>> begin

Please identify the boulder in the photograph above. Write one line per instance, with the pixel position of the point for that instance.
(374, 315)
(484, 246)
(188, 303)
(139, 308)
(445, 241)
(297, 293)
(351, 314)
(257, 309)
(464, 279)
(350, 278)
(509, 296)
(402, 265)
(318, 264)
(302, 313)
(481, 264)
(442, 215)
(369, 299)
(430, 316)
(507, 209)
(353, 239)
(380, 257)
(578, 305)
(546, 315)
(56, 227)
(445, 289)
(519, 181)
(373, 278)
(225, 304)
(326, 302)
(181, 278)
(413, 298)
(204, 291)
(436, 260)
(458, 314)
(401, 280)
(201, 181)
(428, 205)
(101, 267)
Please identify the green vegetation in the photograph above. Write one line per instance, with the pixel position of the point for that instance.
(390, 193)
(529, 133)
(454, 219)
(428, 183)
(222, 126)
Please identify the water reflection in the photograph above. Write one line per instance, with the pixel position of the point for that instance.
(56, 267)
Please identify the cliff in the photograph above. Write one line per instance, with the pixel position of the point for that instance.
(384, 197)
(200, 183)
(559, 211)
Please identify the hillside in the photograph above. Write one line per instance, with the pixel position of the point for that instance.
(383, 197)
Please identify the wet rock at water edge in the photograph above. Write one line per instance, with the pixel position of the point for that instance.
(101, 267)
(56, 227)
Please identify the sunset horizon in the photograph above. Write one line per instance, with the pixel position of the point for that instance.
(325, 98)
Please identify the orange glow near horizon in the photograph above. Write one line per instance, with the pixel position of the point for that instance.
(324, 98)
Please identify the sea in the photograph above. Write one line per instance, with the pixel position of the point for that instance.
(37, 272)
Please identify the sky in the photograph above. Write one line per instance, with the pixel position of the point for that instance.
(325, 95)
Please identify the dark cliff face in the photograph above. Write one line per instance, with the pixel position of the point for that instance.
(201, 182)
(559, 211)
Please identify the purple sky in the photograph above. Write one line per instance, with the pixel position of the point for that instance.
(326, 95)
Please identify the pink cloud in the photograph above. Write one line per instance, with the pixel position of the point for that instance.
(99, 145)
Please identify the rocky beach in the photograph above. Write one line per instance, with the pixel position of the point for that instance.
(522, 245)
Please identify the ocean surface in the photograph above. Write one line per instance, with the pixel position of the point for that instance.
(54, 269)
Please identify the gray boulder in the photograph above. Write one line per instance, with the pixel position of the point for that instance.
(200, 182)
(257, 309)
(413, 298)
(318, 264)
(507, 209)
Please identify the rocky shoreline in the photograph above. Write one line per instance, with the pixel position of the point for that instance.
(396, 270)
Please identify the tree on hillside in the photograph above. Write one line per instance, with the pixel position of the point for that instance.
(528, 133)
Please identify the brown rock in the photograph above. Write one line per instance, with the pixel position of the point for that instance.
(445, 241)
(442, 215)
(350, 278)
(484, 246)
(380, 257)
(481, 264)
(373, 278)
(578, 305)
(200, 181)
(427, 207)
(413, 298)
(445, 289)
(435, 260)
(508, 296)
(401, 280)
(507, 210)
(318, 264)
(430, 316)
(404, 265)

>> end

BRIEF ▸ From the line containing "Please identify the purple" down to the final line of the data, write out every line exactly; both the first and last of these belong in your answer, and nothing else does.

ANSWER TO THE EXERCISE ▸
Please identify the purple sky in the photograph above. Write one line per instance, with the pixel position of the point for that instance.
(326, 95)
Please identify the pink cloud in the photograph above. Write one line per instance, with the pixel position of the point for that instance.
(99, 145)
Please identify the rocky beach in the photograph above. Write one line per instance, with the pixel position of the point for that instance.
(522, 245)
Please identify the ocean surface in the photograph above. Write one line per instance, with the pixel position of the point for that instance.
(54, 269)
Please identify the gray boulder in the photograph above. Write one line per instance, with the pixel position of the point for that instance.
(200, 182)
(257, 309)
(413, 298)
(318, 264)
(507, 209)
Please identify the rocky shoreline in the photograph above. Write one line per instance, with the pixel position of the point for that instance.
(396, 270)
Please identify the tree on hillside in the photograph above. Write one line per instance, with the pixel position of the point for that instance.
(528, 133)
Please identify the brown rock in the photograph above. Write one line per instance, with the pixel position of the point for that instance.
(445, 241)
(442, 215)
(350, 278)
(484, 246)
(380, 257)
(481, 264)
(373, 278)
(578, 305)
(200, 181)
(427, 207)
(413, 298)
(445, 289)
(435, 260)
(508, 296)
(401, 280)
(507, 210)
(318, 264)
(430, 316)
(404, 265)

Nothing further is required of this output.